_TASK DETAILS:_ Render the records from the line with "Wildlife-tally request: put a marker on the shoreline" up to and including the line with "(534, 1055)" as a Markdown table with the columns No. and Entry, where No. numbers each row and Entry holds the line, skipping any blank lines.

Dataset items
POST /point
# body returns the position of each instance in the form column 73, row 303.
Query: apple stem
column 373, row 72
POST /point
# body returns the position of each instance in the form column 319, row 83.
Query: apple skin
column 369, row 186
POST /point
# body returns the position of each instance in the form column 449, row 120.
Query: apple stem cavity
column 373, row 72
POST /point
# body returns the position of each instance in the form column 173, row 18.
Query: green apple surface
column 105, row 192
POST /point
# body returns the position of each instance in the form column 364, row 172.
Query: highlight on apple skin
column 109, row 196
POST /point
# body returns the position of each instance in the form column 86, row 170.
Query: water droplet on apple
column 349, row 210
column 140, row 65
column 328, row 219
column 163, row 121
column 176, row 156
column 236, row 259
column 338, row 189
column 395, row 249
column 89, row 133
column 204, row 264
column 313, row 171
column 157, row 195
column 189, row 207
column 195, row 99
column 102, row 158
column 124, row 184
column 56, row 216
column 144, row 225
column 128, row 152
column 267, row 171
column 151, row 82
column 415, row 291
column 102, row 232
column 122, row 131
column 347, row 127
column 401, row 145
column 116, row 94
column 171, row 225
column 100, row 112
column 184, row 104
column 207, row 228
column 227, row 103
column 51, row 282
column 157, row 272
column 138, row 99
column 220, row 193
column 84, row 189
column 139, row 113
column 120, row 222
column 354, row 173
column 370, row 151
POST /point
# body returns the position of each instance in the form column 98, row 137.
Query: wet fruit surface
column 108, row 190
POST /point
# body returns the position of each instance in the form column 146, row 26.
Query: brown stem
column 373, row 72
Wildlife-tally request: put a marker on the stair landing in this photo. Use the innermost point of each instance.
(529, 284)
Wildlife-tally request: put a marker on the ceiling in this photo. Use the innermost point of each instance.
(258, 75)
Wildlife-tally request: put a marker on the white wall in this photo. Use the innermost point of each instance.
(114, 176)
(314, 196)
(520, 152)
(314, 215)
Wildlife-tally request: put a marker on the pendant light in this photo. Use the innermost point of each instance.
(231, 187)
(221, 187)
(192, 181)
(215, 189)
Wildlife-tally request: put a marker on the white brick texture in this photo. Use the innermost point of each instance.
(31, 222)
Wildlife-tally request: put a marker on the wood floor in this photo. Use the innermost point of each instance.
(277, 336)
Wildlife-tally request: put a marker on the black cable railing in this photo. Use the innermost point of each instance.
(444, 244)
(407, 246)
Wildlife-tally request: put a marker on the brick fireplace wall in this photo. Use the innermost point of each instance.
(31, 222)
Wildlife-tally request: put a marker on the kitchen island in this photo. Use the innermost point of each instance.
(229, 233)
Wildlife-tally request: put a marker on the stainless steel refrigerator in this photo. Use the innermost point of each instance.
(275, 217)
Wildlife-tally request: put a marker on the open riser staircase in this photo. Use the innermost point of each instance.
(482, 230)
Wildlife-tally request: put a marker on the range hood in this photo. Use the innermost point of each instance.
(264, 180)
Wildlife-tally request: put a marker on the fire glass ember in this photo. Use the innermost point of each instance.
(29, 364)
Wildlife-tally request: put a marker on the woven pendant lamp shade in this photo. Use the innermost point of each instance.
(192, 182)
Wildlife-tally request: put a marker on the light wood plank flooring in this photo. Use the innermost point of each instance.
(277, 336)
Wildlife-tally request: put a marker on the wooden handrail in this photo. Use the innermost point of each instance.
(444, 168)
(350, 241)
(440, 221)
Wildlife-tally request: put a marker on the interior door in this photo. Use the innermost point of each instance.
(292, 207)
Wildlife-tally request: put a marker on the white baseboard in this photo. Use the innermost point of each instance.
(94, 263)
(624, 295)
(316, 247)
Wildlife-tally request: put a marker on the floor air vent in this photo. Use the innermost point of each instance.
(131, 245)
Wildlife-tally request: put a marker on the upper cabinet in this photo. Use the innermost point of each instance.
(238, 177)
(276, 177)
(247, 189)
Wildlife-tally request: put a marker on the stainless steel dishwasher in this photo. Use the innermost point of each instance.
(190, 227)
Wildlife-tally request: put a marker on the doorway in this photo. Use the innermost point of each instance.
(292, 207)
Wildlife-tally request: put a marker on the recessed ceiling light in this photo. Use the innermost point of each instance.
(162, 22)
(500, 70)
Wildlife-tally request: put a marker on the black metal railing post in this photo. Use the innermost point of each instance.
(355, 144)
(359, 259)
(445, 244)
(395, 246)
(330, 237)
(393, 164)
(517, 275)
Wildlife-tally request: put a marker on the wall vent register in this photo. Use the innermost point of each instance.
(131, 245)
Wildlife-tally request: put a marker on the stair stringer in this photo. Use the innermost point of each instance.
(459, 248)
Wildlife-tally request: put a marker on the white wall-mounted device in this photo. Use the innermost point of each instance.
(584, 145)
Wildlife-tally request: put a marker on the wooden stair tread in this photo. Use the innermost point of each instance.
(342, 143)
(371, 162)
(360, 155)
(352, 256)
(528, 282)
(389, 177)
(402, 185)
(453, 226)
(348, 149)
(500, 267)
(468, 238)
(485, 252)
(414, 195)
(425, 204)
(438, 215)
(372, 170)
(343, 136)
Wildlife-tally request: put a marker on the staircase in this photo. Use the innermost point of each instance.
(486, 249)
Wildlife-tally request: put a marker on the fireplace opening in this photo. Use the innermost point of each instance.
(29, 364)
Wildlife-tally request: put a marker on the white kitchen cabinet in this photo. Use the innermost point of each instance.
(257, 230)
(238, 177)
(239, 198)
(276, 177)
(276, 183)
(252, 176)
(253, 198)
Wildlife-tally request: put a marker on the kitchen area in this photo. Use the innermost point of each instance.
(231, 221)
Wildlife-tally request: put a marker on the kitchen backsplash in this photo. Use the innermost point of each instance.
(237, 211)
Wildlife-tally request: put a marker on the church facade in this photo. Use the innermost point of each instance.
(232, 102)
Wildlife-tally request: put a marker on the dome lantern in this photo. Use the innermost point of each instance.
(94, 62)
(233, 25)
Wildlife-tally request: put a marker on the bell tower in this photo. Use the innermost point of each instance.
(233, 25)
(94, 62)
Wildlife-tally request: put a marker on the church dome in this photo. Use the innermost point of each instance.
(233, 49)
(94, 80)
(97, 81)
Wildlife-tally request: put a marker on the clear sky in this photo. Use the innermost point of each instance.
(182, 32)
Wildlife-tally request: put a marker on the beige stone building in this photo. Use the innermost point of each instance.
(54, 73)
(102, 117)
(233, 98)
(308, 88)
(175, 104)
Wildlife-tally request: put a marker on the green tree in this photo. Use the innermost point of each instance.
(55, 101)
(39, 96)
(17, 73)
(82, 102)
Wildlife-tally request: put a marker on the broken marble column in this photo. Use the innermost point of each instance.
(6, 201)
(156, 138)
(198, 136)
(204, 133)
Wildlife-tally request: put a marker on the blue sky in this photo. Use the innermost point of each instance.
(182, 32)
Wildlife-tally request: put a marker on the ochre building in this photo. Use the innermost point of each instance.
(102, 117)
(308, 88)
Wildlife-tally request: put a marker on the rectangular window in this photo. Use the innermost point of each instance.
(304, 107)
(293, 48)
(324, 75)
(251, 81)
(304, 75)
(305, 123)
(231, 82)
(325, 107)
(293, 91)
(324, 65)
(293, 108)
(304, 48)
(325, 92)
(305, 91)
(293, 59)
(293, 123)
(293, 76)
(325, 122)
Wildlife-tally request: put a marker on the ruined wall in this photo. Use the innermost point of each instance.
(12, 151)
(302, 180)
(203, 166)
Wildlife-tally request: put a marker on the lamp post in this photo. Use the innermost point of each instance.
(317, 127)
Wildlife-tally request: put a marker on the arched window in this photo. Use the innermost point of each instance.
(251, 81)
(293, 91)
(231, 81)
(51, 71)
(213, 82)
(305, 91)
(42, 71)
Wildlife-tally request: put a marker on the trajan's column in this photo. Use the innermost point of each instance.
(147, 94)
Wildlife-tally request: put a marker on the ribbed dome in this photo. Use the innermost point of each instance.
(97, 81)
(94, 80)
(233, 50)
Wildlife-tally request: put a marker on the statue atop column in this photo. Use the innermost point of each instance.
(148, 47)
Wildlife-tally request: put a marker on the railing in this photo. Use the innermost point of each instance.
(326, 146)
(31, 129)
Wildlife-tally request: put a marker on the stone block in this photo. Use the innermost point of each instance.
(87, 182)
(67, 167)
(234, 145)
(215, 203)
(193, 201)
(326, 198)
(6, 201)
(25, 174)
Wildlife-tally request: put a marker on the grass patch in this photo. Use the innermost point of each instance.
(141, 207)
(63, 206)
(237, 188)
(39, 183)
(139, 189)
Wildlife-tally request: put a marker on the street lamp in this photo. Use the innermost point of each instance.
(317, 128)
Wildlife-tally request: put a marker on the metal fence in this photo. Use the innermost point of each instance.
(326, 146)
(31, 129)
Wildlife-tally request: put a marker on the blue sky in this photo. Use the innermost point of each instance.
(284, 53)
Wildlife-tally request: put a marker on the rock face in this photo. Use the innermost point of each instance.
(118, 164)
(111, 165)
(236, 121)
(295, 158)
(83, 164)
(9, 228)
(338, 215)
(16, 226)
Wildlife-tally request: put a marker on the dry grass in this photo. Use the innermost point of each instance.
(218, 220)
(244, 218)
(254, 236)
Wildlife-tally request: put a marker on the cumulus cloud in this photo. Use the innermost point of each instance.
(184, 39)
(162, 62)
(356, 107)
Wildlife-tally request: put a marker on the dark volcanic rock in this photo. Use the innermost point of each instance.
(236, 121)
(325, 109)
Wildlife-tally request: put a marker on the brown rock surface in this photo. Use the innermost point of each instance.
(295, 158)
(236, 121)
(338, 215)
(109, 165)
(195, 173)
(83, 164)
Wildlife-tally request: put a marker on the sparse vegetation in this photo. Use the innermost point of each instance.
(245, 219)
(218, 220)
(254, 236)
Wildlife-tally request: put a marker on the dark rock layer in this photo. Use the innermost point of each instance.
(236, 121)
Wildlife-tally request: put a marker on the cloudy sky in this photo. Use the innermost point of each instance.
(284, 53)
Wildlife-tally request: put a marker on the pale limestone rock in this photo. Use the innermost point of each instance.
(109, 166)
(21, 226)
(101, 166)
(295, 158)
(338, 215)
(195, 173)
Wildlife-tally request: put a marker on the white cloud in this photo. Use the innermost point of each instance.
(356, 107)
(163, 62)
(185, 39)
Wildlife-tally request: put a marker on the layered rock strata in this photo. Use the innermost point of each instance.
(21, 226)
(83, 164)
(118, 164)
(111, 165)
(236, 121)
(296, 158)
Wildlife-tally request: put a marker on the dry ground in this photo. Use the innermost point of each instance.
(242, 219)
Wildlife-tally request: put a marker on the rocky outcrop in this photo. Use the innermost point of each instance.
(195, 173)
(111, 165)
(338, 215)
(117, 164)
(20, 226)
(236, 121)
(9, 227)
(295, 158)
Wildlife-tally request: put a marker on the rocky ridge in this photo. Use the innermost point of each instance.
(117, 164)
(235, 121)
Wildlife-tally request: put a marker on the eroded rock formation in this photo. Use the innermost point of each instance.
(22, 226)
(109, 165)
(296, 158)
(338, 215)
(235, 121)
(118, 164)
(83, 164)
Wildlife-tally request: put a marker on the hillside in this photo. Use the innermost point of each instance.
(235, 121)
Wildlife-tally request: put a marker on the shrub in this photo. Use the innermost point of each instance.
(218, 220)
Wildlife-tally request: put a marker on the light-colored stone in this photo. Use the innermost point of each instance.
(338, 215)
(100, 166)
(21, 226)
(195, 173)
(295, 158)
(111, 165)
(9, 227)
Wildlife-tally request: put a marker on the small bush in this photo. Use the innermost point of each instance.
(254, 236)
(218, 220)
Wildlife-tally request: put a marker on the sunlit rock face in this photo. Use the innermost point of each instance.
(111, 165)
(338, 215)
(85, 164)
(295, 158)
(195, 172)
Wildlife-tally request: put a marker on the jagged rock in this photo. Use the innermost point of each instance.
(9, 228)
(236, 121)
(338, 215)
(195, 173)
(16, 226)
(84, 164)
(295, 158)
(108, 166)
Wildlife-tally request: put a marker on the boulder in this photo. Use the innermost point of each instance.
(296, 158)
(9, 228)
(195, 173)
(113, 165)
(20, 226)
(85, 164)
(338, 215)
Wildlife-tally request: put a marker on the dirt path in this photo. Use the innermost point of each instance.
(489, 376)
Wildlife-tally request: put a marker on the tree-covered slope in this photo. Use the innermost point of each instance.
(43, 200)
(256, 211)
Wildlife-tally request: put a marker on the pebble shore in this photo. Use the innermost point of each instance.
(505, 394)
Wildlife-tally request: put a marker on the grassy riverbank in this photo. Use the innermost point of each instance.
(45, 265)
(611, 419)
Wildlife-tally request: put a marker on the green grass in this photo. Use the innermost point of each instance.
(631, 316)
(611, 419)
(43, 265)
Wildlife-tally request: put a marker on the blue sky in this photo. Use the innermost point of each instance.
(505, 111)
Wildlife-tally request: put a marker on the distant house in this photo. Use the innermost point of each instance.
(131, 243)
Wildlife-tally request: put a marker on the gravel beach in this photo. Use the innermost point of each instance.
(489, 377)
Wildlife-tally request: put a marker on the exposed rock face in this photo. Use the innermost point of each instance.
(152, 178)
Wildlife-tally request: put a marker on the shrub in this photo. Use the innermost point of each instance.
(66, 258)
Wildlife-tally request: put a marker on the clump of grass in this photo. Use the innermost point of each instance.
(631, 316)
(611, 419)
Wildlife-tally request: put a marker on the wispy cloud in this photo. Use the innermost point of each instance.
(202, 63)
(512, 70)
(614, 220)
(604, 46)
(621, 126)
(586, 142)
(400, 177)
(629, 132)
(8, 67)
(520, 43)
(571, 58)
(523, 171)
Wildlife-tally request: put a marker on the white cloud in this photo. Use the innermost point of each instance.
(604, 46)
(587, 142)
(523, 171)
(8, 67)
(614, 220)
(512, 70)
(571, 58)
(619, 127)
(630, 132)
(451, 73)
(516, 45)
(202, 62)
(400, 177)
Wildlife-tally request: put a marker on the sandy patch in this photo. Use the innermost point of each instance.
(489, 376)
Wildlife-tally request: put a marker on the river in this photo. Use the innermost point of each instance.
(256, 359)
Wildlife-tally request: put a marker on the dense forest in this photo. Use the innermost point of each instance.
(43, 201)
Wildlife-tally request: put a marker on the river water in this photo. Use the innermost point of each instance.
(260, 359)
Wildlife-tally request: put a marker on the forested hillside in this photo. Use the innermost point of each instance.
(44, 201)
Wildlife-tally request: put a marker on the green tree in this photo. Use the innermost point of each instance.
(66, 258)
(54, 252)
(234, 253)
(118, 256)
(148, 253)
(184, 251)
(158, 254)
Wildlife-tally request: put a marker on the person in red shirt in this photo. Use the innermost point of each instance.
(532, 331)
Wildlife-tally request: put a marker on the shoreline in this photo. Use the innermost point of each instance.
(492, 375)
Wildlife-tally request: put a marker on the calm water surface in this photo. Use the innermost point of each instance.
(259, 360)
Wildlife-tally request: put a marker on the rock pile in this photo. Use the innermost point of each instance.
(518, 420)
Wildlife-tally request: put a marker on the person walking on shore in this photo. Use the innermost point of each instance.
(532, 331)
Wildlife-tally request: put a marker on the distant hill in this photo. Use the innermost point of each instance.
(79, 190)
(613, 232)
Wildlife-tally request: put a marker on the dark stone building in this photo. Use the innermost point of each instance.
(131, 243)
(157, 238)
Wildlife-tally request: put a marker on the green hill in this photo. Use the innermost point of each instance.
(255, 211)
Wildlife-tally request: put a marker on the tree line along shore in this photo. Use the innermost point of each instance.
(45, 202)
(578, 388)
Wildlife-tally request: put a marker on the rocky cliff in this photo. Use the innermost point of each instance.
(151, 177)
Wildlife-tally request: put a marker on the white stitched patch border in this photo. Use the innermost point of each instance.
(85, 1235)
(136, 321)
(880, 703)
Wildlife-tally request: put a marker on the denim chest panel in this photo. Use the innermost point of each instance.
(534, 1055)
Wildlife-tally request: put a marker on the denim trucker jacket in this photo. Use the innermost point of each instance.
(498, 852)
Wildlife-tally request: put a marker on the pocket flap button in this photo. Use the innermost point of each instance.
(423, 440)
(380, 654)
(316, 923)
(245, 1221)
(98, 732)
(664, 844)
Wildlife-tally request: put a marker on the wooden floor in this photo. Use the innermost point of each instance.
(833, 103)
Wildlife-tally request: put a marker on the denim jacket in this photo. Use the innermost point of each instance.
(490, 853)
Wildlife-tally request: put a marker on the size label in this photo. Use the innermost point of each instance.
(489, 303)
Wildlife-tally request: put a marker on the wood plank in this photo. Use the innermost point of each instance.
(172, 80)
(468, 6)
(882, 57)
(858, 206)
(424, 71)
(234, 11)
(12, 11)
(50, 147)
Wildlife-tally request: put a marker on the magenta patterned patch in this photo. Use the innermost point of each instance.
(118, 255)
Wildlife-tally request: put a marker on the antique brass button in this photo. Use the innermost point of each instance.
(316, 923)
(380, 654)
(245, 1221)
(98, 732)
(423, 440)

_ANSWER TO THIS TASK:_
| No. | Entry |
|---|---|
| 1 | Wildlife-tally request: put a marker on the shoreline in this photo. Use the innermost point of each instance. |
| 2 | (492, 375) |
| 3 | Wildlife-tally request: put a marker on the calm water surface in this photo. Use the innermost point of each instance. |
| 4 | (259, 360) |
| 5 | Wildlife-tally request: put a marker on the rock pile in this photo. Use the innermost point of each instance. |
| 6 | (518, 420) |
| 7 | Wildlife-tally request: put a marker on the person walking on shore in this photo. Use the innermost point of each instance. |
| 8 | (532, 331) |
| 9 | Wildlife-tally request: put a marker on the distant hill in this photo. Use the innermost point of each instance. |
| 10 | (79, 190) |
| 11 | (613, 232) |
| 12 | Wildlife-tally request: put a marker on the dark stone building in this photo. Use the innermost point of each instance. |
| 13 | (131, 243) |
| 14 | (157, 238) |
| 15 | Wildlife-tally request: put a marker on the green hill in this photo. Use the innermost point of each instance. |
| 16 | (255, 211) |
| 17 | Wildlife-tally request: put a marker on the tree line along shore in this photo. Use the innermost point of each instance. |
| 18 | (45, 202) |
| 19 | (578, 388) |
| 20 | Wildlife-tally request: put a marker on the rocky cliff in this photo. Use the innermost point of each instance. |
| 21 | (151, 177) |
| 22 | Wildlife-tally request: put a marker on the white stitched patch border in this photo. Use the innermost point of each instance. |
| 23 | (85, 1235) |
| 24 | (136, 321) |
| 25 | (880, 703) |
| 26 | Wildlife-tally request: put a marker on the denim chest panel in this photo. Use the innermost point of each instance. |
| 27 | (534, 1055) |